◆ **What to produce**: Can you transcribe every one of the entries below word for word, leaving nothing out?

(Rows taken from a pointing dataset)
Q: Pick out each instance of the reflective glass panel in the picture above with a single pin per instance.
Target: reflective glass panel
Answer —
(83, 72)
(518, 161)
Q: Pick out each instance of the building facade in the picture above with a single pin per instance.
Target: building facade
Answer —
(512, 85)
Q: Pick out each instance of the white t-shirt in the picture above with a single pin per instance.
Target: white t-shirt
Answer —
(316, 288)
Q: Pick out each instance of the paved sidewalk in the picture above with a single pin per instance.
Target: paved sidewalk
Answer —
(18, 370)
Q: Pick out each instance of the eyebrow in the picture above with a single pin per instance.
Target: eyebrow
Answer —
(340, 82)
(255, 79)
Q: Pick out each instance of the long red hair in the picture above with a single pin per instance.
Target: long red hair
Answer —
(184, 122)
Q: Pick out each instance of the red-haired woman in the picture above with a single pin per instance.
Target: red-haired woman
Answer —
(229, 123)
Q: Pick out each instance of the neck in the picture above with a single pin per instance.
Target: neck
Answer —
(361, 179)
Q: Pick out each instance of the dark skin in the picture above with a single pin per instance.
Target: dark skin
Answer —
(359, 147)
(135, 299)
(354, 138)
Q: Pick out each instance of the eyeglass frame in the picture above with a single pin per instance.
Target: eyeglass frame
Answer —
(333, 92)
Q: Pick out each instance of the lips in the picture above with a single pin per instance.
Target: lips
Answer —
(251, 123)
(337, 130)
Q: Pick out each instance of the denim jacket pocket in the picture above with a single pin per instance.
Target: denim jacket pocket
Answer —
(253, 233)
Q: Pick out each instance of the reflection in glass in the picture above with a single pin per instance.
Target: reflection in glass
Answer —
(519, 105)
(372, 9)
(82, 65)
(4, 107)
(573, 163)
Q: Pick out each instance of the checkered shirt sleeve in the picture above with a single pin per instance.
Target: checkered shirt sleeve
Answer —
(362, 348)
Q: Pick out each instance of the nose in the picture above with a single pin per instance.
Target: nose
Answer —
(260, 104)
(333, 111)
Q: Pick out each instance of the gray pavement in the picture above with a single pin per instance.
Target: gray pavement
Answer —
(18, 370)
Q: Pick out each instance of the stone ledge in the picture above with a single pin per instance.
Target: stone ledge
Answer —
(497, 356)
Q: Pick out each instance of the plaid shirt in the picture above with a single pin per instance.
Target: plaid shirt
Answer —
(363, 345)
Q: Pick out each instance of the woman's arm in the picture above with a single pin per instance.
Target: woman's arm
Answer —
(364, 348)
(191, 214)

◆ **Result below**:
Q: Pick out each instance of the reflective glass panel in the picture above with a single pin per instance.
Target: reflective glass panel
Answer —
(83, 72)
(518, 161)
Q: Pick out each instance of the building facade in the picture above with a single pin per instance.
Target: building facade
Answer —
(512, 85)
Q: Pick out each instance of the white t-shirt in the picture above with a single pin per instance.
Target: white t-shirt
Answer —
(316, 288)
Q: Pick out each instance of the paved sidewalk in the picture above with a single pin per instance.
Target: paved sidewalk
Answer —
(18, 370)
Q: Pick out each instance of the eyebrow in the picture above with a single pin per instance.
Target: eyebrow
Answer —
(340, 82)
(255, 79)
Q: Pick out each instance of the long red hair in the picture above with a single pin per instance.
Target: long red hair
Answer —
(184, 122)
Q: Pick out each instance of the red-haired woman in the picture above with a single pin per instance.
Target: red-haired woman
Answer —
(229, 123)
Q: Pick out each instance of the neck in the picture above with a single pin per instance.
Target: neck
Answer —
(361, 179)
Q: Pick out each instance of the dark skin in the picture above with a single pin per instance.
Target: dark skin
Answer —
(359, 147)
(135, 299)
(354, 138)
Q: Pick out each instance of the eyeglass frame in the picture above with a single pin per instance.
Target: eyeglass frame
Answer —
(333, 92)
Q: Pick out each instance of the lips in the picture above with a single pin per instance.
Target: lips
Answer —
(251, 123)
(337, 130)
Q: Pick out each instance of the denim jacket pocket in the picture above with a single pin per instance.
Target: denim jacket pocket
Answer —
(253, 233)
Q: Pick out each instance of the reflection in glass in the picture above with a single pin per instance.
Target: reflection in glass
Answer —
(519, 105)
(372, 9)
(82, 65)
(4, 107)
(573, 163)
Q: Pick out each instance of the checkered shirt sleeve in the picture above with a single pin per instance.
Target: checkered shirt sleeve
Answer —
(362, 348)
Q: Pick out each instance of the nose in the picture above with a single pin per instance.
Target: nose
Answer —
(260, 104)
(333, 111)
Q: Pick out each instance of the gray pavement in the picture above with a single pin per instance.
Target: gray pavement
Answer —
(18, 370)
Q: Pick out each instance of the stone ledge in the picture above with a single pin per instance.
Target: stone ledge
Answer —
(497, 356)
Q: Pick out each instance of the plaid shirt in the picture above with a single pin per instance.
Target: plaid shirt
Answer —
(363, 345)
Q: Pick out each instance of the woman's arm in the picture above with a single pin per instance.
Target: woman's arm
Answer —
(364, 348)
(191, 214)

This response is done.